• _STATED GOAL_
Arrange the stretch of the material below, from the line containing "every white glaze" through the line containing "[185,46,424,254]", as a Markdown table with the columns Row and Line. Number each line, and leave out any blank lines.

• _MATERIAL FOR THIS EXERCISE_
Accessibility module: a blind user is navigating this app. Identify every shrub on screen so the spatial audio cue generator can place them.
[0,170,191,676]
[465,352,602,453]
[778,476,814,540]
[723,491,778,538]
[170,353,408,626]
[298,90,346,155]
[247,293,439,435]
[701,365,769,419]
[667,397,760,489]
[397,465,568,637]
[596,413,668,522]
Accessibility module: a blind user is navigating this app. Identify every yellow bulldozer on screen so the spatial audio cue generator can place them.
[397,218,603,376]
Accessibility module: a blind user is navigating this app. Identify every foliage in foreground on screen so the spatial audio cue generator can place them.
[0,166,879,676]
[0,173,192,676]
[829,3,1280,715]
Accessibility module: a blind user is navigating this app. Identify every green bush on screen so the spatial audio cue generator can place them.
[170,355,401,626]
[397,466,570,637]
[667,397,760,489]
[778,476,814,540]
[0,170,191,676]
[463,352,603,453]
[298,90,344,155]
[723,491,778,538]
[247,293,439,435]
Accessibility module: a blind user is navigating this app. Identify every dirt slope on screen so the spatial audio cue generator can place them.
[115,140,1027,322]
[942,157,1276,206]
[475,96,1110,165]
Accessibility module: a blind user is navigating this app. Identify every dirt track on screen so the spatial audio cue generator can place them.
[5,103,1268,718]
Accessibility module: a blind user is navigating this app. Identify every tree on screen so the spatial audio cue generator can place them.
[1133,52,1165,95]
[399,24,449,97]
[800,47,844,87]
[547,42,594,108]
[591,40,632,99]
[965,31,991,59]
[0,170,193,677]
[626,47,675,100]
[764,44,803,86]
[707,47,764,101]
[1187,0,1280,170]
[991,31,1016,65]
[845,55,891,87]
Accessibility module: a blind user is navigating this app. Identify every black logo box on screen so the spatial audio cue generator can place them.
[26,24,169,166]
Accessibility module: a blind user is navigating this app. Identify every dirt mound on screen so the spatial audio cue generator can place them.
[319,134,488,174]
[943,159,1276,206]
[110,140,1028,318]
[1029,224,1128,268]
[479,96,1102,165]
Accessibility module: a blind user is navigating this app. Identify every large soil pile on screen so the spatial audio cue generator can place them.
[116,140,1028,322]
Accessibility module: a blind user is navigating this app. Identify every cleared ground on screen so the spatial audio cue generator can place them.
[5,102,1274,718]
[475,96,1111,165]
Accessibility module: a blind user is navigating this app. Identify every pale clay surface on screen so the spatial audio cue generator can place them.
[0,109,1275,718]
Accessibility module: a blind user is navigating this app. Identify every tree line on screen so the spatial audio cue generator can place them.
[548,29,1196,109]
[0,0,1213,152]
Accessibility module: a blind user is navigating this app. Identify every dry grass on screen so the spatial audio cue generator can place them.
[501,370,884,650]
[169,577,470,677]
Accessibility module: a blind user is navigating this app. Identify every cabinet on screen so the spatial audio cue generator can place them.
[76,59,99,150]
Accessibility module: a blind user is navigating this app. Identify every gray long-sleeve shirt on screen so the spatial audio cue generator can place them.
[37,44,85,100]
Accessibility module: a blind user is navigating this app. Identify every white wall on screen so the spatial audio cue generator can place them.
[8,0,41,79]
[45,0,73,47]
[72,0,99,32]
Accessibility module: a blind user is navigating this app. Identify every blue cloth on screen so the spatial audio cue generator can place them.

---

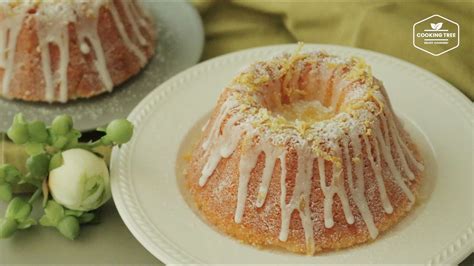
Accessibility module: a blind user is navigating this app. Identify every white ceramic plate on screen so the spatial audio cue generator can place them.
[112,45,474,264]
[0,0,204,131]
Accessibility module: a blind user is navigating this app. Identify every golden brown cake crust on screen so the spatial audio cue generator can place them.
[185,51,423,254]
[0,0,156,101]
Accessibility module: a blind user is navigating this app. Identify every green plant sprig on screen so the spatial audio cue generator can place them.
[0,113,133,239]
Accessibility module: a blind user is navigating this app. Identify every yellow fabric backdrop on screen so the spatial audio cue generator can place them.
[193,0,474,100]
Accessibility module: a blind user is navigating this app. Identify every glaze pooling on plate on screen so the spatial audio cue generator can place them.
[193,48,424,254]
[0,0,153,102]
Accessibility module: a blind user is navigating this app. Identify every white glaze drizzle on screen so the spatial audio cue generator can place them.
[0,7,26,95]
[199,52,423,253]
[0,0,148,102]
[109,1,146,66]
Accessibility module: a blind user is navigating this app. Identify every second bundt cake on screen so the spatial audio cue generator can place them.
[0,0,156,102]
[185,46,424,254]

• _RESPONSE TO THE EXERCISE_
| Row | Line |
|---|---|
| 1 | Accessibility module: a blind user is navigating this app. Identify every white glaze drizzle on screen so the spatial audio cue generator can place them. |
| 2 | [0,7,26,95] |
| 3 | [199,52,423,253] |
| 4 | [0,0,148,102] |
| 5 | [109,1,146,66] |
| 6 | Accessibility module: a blind user is navigating this app. Identify every second bundt cake on screen so the spatial audio cue generator can place them. |
| 7 | [0,0,156,102] |
| 8 | [185,46,424,254] |